▶ _EXERCISE_
Give the data again in full, with every character unchanged.

[Dataset records]
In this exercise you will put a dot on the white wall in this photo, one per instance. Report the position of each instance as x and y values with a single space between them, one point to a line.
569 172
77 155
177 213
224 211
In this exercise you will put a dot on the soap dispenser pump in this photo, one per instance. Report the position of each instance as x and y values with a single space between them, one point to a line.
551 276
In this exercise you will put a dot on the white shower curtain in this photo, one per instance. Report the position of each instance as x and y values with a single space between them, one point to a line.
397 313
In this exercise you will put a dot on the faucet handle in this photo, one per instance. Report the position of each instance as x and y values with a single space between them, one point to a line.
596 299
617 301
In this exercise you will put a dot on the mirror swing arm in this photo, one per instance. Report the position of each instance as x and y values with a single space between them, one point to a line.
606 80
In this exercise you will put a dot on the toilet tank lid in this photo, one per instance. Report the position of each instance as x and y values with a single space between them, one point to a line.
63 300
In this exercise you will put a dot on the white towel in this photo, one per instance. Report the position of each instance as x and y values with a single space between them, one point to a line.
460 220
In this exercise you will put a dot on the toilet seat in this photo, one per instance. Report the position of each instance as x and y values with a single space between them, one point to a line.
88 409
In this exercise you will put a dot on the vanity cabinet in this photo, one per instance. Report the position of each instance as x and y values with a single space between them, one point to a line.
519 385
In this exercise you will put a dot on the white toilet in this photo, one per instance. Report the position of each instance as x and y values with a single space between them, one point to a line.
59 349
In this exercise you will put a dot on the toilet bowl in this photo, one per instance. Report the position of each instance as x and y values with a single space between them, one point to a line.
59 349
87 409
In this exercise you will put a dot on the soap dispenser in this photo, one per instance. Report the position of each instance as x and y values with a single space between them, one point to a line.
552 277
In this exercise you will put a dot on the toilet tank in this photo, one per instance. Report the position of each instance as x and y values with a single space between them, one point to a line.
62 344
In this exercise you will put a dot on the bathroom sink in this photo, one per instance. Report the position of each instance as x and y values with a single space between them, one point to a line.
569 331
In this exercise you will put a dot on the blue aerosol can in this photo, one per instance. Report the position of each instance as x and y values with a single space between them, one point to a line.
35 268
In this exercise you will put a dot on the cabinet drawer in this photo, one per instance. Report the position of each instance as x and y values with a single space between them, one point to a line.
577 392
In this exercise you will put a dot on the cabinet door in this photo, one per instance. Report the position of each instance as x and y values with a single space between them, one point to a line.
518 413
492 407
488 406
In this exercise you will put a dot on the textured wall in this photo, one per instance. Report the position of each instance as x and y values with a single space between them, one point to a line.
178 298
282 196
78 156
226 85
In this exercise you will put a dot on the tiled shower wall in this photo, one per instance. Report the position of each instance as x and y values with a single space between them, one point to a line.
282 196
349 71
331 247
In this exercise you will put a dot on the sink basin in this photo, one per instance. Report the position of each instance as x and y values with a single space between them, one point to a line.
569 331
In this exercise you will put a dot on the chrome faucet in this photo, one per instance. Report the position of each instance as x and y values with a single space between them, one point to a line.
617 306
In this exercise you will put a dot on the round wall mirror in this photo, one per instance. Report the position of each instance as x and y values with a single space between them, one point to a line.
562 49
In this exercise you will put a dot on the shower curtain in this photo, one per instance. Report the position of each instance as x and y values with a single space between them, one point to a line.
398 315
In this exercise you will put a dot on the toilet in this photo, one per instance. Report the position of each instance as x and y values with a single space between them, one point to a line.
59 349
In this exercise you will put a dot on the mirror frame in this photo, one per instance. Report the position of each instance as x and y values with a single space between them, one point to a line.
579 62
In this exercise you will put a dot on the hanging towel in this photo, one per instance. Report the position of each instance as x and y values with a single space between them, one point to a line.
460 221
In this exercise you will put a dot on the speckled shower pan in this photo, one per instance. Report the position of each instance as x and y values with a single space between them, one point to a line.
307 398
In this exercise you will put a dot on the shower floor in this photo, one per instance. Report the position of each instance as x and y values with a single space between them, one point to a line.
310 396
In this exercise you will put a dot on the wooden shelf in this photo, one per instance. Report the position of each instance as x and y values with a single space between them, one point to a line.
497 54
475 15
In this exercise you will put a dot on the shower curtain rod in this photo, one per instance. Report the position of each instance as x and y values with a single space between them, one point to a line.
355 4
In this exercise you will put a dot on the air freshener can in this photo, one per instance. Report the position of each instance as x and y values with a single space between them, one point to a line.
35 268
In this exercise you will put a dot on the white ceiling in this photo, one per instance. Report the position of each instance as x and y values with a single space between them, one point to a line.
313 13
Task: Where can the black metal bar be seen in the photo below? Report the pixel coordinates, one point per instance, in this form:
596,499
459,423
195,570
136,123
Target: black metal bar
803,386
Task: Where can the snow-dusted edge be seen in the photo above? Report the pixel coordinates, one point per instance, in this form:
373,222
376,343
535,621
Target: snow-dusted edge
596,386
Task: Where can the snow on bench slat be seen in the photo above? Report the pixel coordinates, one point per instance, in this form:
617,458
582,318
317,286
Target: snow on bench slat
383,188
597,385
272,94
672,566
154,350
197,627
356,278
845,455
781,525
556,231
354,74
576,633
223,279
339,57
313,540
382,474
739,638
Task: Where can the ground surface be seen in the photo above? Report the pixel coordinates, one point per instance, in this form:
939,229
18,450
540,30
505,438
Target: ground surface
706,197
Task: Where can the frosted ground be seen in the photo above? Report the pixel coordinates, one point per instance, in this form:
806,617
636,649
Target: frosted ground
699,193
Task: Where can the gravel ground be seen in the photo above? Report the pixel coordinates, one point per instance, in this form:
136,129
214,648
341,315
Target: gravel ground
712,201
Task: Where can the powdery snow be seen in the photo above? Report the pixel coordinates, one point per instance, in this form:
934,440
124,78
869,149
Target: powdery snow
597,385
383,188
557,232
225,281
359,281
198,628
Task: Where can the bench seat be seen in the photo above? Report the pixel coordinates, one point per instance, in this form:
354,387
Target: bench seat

▶ _TASK SOLUTION_
In this exercise you will put a dot on the white wall in this photo, one per instance. Report the position of each instance as x and y values with a single space between them, one point to a line.
569 172
77 155
177 213
224 211
In this exercise you will put a dot on the soap dispenser pump in this photo, one per instance. Report the position of each instance as x and y values with a single space between them, one point to a line.
551 276
In this exercise you will put a dot on the white shower curtain in this photo, one per instance. Report the position of each instance as x and y values with a single space between them, one point to a line.
397 313
In this exercise you will put a dot on the faucet handle in this photo, one per instance. Report the position of each instance as x and y values with a single space between them, one point to a line.
596 299
617 301
In this exercise you will put a dot on the mirror swing arm in this photo, one per instance. Report the position of each instance as x and y values with a single space between them, one point to a line.
606 80
In this exercise you will put a dot on the toilet tank lid in this photo, one per instance. Report the position of each instance as x and y values with a single space between them, one point to a line.
63 300
In this exercise you will put a dot on the white towel in this photo, one per instance. Report the position of each instance as x and y values with a single space between them, one point to a line.
460 220
In this exercise you will put a dot on the toilet seat in this photo, one per instance. Report the position of each instance as x and y values with a single space between them, one point to a line.
88 409
In this exercise you will put a dot on the vanity cabinet in this photo, one per instance. Report the position of each instance as x and y values with a single space between them, one point to a line.
519 385
In this exercise you will put a dot on the white toilet in this photo, one per instance. Report the position of each instance as x and y values with a single space between them, one point to a line.
59 349
In this exercise you will put a dot on the toilet bowl in this photo, one per instance. Report the position of each instance as x and y values with a single space between them, one point to a line.
59 349
87 409
In this exercise you will put a dot on the soap dispenser in this photo, one per instance. Report the position of each instance as x and y values with a single space between them, one point to a line.
552 277
In this exercise you will put a dot on the toilet tank in this photo, one per instance. Report the position of each instance as x and y values with a single space between them, one point to a line.
62 344
In this exercise you will put a dot on the bathroom sink in this photo, one per instance. Report the position of each instance as x and y values with a single space between them, one point to a line.
569 331
In this exercise you will put a dot on the blue aerosol can in this photo, one per instance. Report the position of each instance as x and y values with a single space between them, one point to a line.
35 268
In this exercise you will put a dot on the cabinet drawer in this photo, one per instance. Report the position of each instance as x and y values with a single space between them, one point to a line.
577 392
In this exercise you will put a dot on the cabinet door in this photo, one per instance. Report the position of each instance as x and y values with a single space between them, one point to a line.
518 413
492 407
488 406
In this exercise you will put a dot on the textured wall in this photo, one per instance. Report the position of each instance as x and y values with a single space between them, one point to a line.
178 298
282 196
78 156
226 85
In this exercise you will put a dot on the tiled shower wall in this photo, one per instance. Report the position of each instance as x and y values with a single space between them, one point to a line.
282 196
349 71
331 247
In this exercise you will put a dot on the sink basin in this photo, one per instance. Report the position of each instance as x and y values with a single space between them, one point to a line.
569 331
In this exercise you will put a dot on the chrome faucet in this photo, one per instance. Report the position of each instance as x and y values with a single space between them, one point to a line.
617 306
In this exercise you will put a dot on the round wall mirror in this photo, one per instance. Report the position of each instance as x and y values with a single space between them, one point to a line.
562 49
In this exercise you will put a dot on the shower curtain in this photo, one per instance. Report the position of each instance as x and y values with a single space between them, one point to a line.
398 315
In this exercise you will put a dot on the toilet in this photo, one per instance. Report the position of each instance as x and y values with a single space between them, one point to a line.
59 349
In this exercise you will put a dot on the mirror frame in this photo, one per instance. Report the position of each instance as x and y values with a single space between them, one point to a line.
579 62
In this exercise you will put a dot on the hanging towel in this photo, one per instance. Report the position of each instance as x and y values with a single space between them, one point to a line.
460 221
In this exercise you will put a dot on the speckled shower pan in this photo, one per instance. Report the position of each instance as x and y values with a single space between them, one point to a line.
307 398
In this exercise you will put a dot on the shower floor in this photo, one per instance. Report the position of each instance as x and y values with a single space between them, one point to a line.
310 396
In this exercise you will put a dot on the wooden shelf in this photo, one per instance. Report the position of each instance as x and y values with a single space between them, one point to a line.
497 54
475 15
In this exercise you will put a dot on the shower curtain rod in this photo, one per instance. Report the position of each instance as x and y values with a single space between them, one point to a line.
355 4
In this exercise you will put a dot on the air freshener can in this photo, one per instance. Report the position of each instance as x and y values with a single space between them, one point to a line.
35 268
In this exercise you will put a dot on the white ceiling in this photo, one per instance. Report the position of each instance as x and y values with a single space between them, one point to a line.
313 13
Task: Where can the black metal bar be seen in the photo below? Report the pixel coordinates, one point per instance, in this form:
596,499
459,423
195,570
136,123
Target: black metal bar
803,386
Task: Where can the snow-dusted edge be seen in the photo above? Report the pixel coordinates, one point per instance, in this form:
373,222
376,343
535,621
Target: snow-dusted edge
596,386
Task: Where can the snow on bench slat be seen in the photo above? Report the pixel coordinates, one point per instance, in this form:
617,458
582,318
317,286
Target: snow on bench slat
383,188
597,385
272,94
672,566
154,350
197,627
356,278
845,455
781,525
556,231
354,74
576,633
223,279
339,57
313,540
382,474
739,638
Task: Where can the ground surface be seen in the photo above? Report the pixel coordinates, one point per instance, in this form:
939,229
18,450
540,30
505,438
Target: ground surface
706,197
Task: Where can the frosted ground be seen in the photo above? Report the pixel coordinates, one point per instance, in this form:
806,617
636,649
Target: frosted ground
699,193
Task: Where can the gravel ground be seen in the photo above? Report the pixel coordinates, one point per instance, in this form:
136,129
214,648
341,315
Target: gravel ground
712,201
Task: Where can the powdery snow be seen in the photo above? Report the pixel coordinates, one point per instance, in this form:
934,440
124,78
869,149
Target: powdery snow
597,385
383,188
557,232
225,281
359,281
198,628
Task: Where can the bench seat be seen in the photo above? Report the pixel coordinates, one point per instance, in this form:
354,387
Target: bench seat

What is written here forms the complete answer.